> [Your objective]
Please output exactly the part of the records below that opens with the line containing "Target: child's face" and closes with the line containing "Target: car window", both lines included, and nothing else.

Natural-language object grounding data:
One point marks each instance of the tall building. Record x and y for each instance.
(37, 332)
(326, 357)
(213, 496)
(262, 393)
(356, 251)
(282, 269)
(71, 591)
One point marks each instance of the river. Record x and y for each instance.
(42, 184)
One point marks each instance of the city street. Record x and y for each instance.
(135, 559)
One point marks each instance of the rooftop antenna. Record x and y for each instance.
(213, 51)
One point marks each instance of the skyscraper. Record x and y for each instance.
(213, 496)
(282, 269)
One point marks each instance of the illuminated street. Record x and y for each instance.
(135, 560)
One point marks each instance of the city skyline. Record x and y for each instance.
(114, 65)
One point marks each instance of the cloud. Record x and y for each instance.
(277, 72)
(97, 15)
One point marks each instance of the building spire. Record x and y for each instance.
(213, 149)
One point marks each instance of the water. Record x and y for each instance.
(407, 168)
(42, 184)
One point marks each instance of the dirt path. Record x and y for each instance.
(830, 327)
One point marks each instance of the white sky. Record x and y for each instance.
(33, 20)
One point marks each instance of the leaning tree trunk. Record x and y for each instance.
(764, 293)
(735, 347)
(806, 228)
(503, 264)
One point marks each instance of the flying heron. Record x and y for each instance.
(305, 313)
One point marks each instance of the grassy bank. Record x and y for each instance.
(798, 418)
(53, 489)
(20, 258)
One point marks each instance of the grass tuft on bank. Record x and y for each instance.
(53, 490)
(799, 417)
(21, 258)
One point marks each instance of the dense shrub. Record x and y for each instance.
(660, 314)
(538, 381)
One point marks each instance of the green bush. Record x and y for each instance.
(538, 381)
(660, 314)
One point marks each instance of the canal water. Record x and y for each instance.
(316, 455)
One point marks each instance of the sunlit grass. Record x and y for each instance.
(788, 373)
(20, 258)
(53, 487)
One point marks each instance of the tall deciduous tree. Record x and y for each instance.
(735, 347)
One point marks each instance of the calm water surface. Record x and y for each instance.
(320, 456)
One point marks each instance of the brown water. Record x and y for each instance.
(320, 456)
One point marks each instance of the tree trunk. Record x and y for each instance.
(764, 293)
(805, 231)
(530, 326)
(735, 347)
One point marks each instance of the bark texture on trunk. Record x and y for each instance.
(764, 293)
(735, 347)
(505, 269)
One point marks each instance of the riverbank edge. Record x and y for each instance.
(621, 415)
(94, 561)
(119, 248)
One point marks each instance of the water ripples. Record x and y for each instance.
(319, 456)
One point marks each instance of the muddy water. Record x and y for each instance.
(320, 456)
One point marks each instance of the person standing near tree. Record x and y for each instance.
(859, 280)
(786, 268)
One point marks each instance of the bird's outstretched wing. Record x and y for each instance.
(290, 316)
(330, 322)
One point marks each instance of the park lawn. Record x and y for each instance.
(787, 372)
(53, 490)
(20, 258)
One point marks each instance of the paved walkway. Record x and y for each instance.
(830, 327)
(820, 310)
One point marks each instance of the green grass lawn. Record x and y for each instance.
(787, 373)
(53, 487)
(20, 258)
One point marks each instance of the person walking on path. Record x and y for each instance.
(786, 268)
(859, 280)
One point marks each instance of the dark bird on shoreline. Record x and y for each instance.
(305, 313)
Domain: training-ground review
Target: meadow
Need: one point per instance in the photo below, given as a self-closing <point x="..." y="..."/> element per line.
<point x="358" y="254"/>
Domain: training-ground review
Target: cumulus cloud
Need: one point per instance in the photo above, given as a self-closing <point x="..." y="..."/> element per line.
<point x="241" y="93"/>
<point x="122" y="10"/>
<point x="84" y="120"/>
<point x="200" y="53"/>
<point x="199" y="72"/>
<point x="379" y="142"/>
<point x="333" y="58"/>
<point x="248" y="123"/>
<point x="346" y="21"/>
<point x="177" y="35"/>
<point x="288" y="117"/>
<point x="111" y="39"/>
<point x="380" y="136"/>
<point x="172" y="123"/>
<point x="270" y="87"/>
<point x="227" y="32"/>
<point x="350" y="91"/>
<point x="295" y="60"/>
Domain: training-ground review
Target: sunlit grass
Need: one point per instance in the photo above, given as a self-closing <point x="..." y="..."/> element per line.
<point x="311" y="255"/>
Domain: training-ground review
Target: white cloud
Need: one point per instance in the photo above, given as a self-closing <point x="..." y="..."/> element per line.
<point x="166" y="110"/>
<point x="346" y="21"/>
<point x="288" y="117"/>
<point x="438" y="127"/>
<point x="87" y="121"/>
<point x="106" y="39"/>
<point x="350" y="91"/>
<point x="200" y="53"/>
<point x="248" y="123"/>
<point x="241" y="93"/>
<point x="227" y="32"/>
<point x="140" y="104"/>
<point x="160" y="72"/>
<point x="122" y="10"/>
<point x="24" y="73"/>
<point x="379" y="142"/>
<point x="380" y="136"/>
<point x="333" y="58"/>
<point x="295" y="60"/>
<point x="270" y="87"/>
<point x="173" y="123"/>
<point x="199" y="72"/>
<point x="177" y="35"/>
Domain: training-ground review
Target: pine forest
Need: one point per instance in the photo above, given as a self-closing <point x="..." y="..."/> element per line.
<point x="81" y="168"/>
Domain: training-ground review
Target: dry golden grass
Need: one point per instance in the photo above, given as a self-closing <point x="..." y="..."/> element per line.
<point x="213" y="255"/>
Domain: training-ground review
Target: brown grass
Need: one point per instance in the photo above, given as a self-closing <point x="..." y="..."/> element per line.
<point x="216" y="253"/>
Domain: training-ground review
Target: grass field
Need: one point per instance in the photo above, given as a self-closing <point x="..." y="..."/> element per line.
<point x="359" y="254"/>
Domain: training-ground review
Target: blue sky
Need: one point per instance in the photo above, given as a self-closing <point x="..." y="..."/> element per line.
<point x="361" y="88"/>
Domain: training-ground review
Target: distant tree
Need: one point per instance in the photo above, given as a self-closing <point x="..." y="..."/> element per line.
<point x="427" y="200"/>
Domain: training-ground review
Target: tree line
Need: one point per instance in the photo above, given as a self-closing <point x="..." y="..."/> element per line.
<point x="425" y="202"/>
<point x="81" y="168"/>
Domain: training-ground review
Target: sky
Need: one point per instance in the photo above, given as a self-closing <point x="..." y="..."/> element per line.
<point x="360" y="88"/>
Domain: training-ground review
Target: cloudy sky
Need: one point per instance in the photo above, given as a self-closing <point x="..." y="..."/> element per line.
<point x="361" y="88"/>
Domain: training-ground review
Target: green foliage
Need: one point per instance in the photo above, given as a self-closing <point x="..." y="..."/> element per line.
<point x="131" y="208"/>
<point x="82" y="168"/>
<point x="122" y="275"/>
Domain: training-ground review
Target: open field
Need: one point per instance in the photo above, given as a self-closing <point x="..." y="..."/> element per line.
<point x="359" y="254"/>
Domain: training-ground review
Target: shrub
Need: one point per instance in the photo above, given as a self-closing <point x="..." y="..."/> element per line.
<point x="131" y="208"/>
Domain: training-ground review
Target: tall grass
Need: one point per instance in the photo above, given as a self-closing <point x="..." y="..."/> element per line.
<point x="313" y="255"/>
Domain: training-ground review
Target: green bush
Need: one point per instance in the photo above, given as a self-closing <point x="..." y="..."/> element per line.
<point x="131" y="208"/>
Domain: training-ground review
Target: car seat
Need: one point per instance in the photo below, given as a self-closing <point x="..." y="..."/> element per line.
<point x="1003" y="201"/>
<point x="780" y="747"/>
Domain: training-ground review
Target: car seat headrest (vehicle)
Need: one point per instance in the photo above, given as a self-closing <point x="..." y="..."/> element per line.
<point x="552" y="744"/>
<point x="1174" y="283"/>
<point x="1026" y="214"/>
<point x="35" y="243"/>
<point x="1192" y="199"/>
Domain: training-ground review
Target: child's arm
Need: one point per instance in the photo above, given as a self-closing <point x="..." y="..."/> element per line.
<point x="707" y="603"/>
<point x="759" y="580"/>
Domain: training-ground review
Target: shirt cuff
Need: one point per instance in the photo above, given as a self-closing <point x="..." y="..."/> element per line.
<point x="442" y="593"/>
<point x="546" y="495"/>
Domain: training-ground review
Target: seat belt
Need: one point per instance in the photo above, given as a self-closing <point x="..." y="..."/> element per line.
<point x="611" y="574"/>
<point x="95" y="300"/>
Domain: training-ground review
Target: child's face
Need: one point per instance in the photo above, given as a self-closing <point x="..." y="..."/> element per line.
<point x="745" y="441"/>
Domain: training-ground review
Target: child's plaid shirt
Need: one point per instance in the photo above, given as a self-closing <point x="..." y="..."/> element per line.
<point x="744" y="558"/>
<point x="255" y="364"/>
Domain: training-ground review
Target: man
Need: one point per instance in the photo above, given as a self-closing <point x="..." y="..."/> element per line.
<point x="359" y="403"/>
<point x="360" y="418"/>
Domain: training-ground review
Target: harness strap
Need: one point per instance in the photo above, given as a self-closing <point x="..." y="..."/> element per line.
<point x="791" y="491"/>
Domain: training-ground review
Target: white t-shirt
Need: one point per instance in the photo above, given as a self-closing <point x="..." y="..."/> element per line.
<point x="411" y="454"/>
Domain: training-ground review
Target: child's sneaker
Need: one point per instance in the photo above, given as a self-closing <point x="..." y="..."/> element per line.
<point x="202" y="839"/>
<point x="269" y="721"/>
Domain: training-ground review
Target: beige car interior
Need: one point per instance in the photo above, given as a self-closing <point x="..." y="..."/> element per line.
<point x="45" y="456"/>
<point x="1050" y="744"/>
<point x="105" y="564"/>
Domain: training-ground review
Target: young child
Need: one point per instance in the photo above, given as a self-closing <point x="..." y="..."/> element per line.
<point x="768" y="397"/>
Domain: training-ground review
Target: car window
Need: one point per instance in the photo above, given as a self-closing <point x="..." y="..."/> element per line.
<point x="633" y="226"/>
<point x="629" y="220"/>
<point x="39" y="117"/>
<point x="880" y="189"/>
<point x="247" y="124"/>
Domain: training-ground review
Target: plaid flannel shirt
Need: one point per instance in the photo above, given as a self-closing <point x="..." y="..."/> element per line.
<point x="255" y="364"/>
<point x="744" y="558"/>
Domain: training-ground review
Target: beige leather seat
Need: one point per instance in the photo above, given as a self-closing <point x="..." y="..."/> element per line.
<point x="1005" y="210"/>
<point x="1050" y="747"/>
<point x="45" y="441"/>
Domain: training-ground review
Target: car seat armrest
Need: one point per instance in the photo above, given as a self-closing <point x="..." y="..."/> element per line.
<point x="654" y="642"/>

> [Response]
Target: child's face
Need: one point per instance in the photo above, given as a self-closing <point x="..." y="..."/> element per line.
<point x="745" y="441"/>
Domain: training-ground review
Target: child's plaid shirt
Need: one point per instance in the photo above, given as a self-closing <point x="..." y="..."/> element per line.
<point x="744" y="558"/>
<point x="255" y="364"/>
Domain: training-ground review
Target: man
Need: one point per instance in the photo above, given as a self-closing <point x="..." y="..."/> element per line.
<point x="359" y="403"/>
<point x="360" y="418"/>
Domain: training-ground review
Target: harness strap
Need: one point per instance in the photo above, given as a self-closing <point x="..." y="..."/> element per line.
<point x="791" y="491"/>
Domain: training-ground review
Target: white t-shirt
Need: one point per instance in the photo above, given as a self-closing <point x="..." y="..."/> element per line.
<point x="411" y="454"/>
Domain: training-ground review
Target: child's sneaker
Need: one point per instance in the photo above, given as a self-closing <point x="..." y="..."/> element per line.
<point x="202" y="839"/>
<point x="269" y="721"/>
Domain: training-ground review
Target: beige car interior
Need: one point per instance in the photo above, given as a self-closing <point x="..." y="..."/> element per line.
<point x="45" y="456"/>
<point x="1050" y="744"/>
<point x="105" y="564"/>
Domain: training-ground review
Target: young child
Need: one point per instance in the photo above, given as a self-closing <point x="..." y="..."/> element per line.
<point x="768" y="397"/>
Domain: training-ground review
Target: car window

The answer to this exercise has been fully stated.